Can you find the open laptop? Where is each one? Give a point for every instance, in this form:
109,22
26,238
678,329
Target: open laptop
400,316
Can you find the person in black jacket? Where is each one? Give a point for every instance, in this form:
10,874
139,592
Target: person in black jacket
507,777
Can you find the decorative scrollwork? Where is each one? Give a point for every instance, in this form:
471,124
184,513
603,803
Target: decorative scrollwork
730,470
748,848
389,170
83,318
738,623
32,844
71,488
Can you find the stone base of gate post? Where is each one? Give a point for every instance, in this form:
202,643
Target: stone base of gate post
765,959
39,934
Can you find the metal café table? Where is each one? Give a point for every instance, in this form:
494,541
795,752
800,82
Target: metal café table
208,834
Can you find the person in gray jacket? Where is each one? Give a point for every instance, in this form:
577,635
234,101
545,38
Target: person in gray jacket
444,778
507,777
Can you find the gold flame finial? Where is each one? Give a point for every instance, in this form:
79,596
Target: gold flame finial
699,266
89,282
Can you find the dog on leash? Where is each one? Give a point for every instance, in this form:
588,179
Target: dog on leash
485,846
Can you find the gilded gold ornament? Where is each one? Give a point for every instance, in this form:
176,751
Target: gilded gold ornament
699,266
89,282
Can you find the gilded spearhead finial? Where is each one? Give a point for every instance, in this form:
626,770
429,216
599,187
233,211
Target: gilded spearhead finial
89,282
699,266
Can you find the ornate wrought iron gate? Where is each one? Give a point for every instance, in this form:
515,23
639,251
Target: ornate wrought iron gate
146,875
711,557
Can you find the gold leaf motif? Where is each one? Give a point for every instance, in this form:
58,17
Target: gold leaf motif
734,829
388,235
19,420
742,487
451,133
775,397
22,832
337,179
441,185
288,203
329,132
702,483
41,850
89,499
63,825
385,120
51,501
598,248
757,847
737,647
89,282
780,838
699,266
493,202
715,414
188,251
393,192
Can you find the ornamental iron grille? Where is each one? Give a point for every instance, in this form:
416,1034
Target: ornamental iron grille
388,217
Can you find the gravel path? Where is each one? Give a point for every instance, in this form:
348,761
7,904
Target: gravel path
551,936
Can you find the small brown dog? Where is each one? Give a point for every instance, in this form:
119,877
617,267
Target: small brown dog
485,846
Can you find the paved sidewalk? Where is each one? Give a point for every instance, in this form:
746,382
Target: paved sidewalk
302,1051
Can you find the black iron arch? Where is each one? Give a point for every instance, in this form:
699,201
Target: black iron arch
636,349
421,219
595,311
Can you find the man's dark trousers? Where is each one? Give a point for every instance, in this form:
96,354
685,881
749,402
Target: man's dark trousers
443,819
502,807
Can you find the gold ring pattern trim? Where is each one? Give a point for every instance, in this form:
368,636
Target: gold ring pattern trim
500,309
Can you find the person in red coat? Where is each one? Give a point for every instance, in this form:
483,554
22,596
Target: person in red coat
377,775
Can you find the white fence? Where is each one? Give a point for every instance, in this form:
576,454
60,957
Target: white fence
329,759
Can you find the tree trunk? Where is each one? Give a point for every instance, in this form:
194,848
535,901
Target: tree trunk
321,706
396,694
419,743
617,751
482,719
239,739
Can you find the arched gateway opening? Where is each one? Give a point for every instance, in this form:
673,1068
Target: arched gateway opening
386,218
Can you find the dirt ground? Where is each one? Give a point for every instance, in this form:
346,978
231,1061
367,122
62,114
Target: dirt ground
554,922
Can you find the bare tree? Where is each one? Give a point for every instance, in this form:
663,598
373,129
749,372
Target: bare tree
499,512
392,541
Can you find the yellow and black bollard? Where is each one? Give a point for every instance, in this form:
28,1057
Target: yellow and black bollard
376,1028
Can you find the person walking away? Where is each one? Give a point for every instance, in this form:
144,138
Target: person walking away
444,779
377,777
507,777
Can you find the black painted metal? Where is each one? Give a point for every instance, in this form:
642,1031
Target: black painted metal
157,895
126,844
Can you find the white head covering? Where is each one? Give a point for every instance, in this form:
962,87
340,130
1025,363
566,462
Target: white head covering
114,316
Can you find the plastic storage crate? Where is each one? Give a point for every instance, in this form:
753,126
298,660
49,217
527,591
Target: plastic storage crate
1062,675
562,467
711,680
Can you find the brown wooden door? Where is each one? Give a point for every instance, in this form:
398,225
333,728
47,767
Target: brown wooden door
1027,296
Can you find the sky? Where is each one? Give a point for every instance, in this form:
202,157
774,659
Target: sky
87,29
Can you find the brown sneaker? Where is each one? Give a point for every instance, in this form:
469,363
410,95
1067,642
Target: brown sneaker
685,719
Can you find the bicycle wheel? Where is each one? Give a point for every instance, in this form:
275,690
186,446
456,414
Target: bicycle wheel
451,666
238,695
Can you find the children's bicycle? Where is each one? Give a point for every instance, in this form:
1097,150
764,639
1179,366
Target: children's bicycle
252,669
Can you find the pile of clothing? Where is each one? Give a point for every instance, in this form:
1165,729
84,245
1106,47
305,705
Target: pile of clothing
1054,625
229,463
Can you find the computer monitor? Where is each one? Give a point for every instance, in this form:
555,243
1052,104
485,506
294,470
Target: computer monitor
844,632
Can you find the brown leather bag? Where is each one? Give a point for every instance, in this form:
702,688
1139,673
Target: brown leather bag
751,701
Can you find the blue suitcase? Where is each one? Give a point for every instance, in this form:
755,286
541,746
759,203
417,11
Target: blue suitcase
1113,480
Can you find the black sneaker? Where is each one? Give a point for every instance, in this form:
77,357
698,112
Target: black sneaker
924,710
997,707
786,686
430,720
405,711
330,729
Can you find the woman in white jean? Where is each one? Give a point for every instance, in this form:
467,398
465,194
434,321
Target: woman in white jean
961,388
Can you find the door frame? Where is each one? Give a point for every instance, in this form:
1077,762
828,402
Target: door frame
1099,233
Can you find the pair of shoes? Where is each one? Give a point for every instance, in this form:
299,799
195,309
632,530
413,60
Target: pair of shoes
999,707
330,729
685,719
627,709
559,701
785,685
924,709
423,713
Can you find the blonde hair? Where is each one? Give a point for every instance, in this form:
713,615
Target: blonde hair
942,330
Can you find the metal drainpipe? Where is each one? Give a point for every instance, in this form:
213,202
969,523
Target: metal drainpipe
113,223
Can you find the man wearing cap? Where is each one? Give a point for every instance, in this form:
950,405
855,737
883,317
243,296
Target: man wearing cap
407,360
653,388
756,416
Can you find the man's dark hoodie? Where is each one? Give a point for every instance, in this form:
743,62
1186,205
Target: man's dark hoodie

☆ ☆ ☆ ☆

#### WHAT IS BEING ASKED
Show the data once more, exactly as it was written.

#### COMPLETE ANSWER
Can you find the open laptop? Where is each one? Give a point for every instance, in this form:
109,22
26,238
678,329
Target: open laptop
400,316
Can you find the person in black jacket? Where is each one? Give a point for every instance, in this form:
10,874
139,592
Target: person in black jacket
507,777
Can you find the decorative scrollwork? Where is each one? Give a point for every instance, in this form:
471,124
184,513
603,803
Target: decorative scrollwork
730,470
748,848
389,170
83,318
738,623
32,844
71,488
Can you find the stone base of gate post? Where is each one? Give a point for every instance, in this form:
202,643
Target: stone base of gate post
765,959
39,934
Can you find the metal café table? Where is each one? Give a point for every instance, in this form:
494,541
795,752
800,82
Target: metal café table
208,834
Can you find the person in gray jacket? Where is each one? Give a point for every instance, in this form:
577,635
234,101
545,38
Target: person in gray jacket
444,778
507,777
Can you find the gold flame finial? Where is each one? Give a point for every instance, in this form:
79,596
Target: gold flame finial
699,266
89,282
Can you find the dog on leash? Where is each one? Give a point for every instance, in this form:
588,179
Target: dog on leash
485,846
Can you find the gilded gold ornament? Where is each one? Give a point for every instance, in this form:
176,751
Target: gilded gold ornament
699,266
89,282
Can you find the gilded spearhead finial? Where is each one? Give a point for every instance, in this form:
626,770
429,216
599,187
233,211
Target: gilded spearhead finial
89,282
699,266
Can you find the ornate wrought iron gate? Where is each one? Give a point for every instance, in this form:
515,23
639,251
Target: ornate wrought iron gate
146,875
711,557
Can you find the gold leaf motif? Where is each one? Give a point for every instance, in this form:
58,17
Target: gold leaf motif
734,829
388,235
19,420
742,487
451,133
775,397
22,832
337,179
441,185
288,203
329,132
702,483
41,850
89,499
63,825
385,120
51,501
598,248
757,847
737,647
89,282
780,838
699,266
493,202
715,414
188,251
393,192
Can you find the ornamental iron grille? Where is each one? Give a point for every instance, in this form:
416,1034
Target: ornamental iron grille
388,217
Can you find the gravel path? Where is each one? Give a point for every instance, in this form:
348,761
7,904
Target: gravel path
551,936
Can you find the small brown dog? Where is each one? Give a point for every instance, in this form:
119,877
617,267
Target: small brown dog
485,846
Can you find the paved sidewalk? Where is each one? Give a point for every instance, in this form:
746,382
Target: paved sidewalk
302,1051
Can you find the black iron arch? Where is each one? Give a point for every instance, in this form:
699,201
Target: black iron arch
636,349
421,219
595,311
Can you find the man's dark trousers? Where is each one? Give a point for every instance, in this form:
96,354
685,881
749,402
Target: man's dark trousers
443,819
502,807
Can you find the gold ring pattern trim? Where is each one? Give a point for every instance, in this form:
368,636
Target: gold ring pattern trim
500,309
Can you find the person in red coat? Where is each one? Give a point for every instance, in this form:
483,554
22,596
Target: person in red coat
377,775
Can you find the white fence? Where is each one? Give a point for every instance, in this form:
576,454
60,957
Target: white fence
329,759
Can you find the tree trunk? Where is each one? Give a point for every instance, in this form:
194,848
535,901
Target: tree trunk
321,706
396,694
419,743
617,751
482,719
239,739
Can you find the arched gateway opening? Where is each one? Give a point for every instance, in this form:
673,1068
Target: arched gateway opening
386,218
Can you find the dirt ground? Where is each one? Give a point for every instance, in this form:
346,978
231,1061
367,122
62,114
Target: dirt ground
554,922
Can you find the bare tree? Where is each one? Give a point for every instance, in this form:
663,598
373,129
749,372
Target: bare tree
499,512
392,541
Can you find the yellow and black bollard? Where is each one? Give a point for every instance, in this form:
28,1057
Target: yellow and black bollard
376,1028
Can you find the person walking away? Where is each one? Give a point for every instance, in this form:
144,138
Target: person walking away
444,779
377,777
507,777
Can you find the black painted metal? Where is each one? Give a point for every instance, in this form:
642,1031
Target: black painted metal
157,895
126,844
Can you find the white head covering? Where is each one? Give a point for every instance, in this form:
962,87
340,130
1025,363
566,462
Target: white head covering
114,316
Can you find the plastic storage crate? Where is each one? Give a point for every instance, in this form:
753,126
298,660
49,217
527,591
Target: plastic storage crate
1062,675
562,467
711,680
Can you find the brown wooden door? Where is each one? Give a point for every instance, in this form:
398,225
333,728
47,767
Target: brown wooden door
1027,296
Can you find the sky? Where is each one? Give a point for every instance, in this form:
202,157
774,659
Target: sky
87,29
Can you find the brown sneaker? Where is each one? Give a point for every instance, in this form:
469,363
410,95
1067,642
Target: brown sneaker
685,719
Can you find the bicycle wheel? Where is each one? Give a point for every instance, in this form:
275,690
186,446
456,414
Target: bicycle wheel
451,666
238,695
Can you find the children's bicycle? Where is each one? Give a point for every instance, in this form:
1097,150
764,639
1179,366
Target: children's bicycle
252,669
Can you find the pile of clothing? Where is each one? Give a point for every instance, in this form:
1165,729
84,245
1106,47
305,705
Target: pile of clothing
1054,625
229,463
Can you find the computer monitor? Where is each one? Give a point for every instance, in this form:
555,243
1052,104
485,506
294,470
Target: computer monitor
844,632
Can you find the brown leather bag? Where is each one? Give a point for every instance, in this form:
702,688
1139,673
Target: brown leather bag
751,701
Can you find the blue suitcase? Where is each one? Give a point for every instance, in this form:
755,286
541,746
759,203
417,11
Target: blue suitcase
1113,480
Can you find the black sneaker? Where is each one? Give a point for every instance, in this form:
77,357
698,112
Target: black sneaker
924,710
997,707
786,686
430,720
405,711
330,729
Can you find the woman in white jean? Where is each one? Give a point for every instance, in this form:
467,398
465,194
434,321
Target: woman in white jean
961,388
Can you find the door frame? Where is each one? Give a point for every instance, in this form:
1077,762
828,402
Target: door frame
1099,233
Can you find the pair of shoes? Where is each one? Give a point for every instance, in this form:
299,799
195,309
632,530
413,60
Target: pair of shoes
999,707
330,729
685,719
627,709
559,701
785,685
924,709
423,713
Can you find the blonde hair? Where is each one? Give a point for every instance, in this form:
713,615
Target: blonde hair
942,330
Can you find the metal drainpipe? Where is each one? Give a point for every instance, in this form:
213,202
969,523
Target: metal drainpipe
113,223
Can you find the man wearing cap? Where is each one? Give a point for every instance, in this form:
950,405
855,737
883,317
243,296
Target: man wearing cap
407,360
653,388
756,416
Can you find the man's dark hoodie? Where is each one? Give a point for every instance, in this form:
743,62
1186,205
Target: man's dark hoodie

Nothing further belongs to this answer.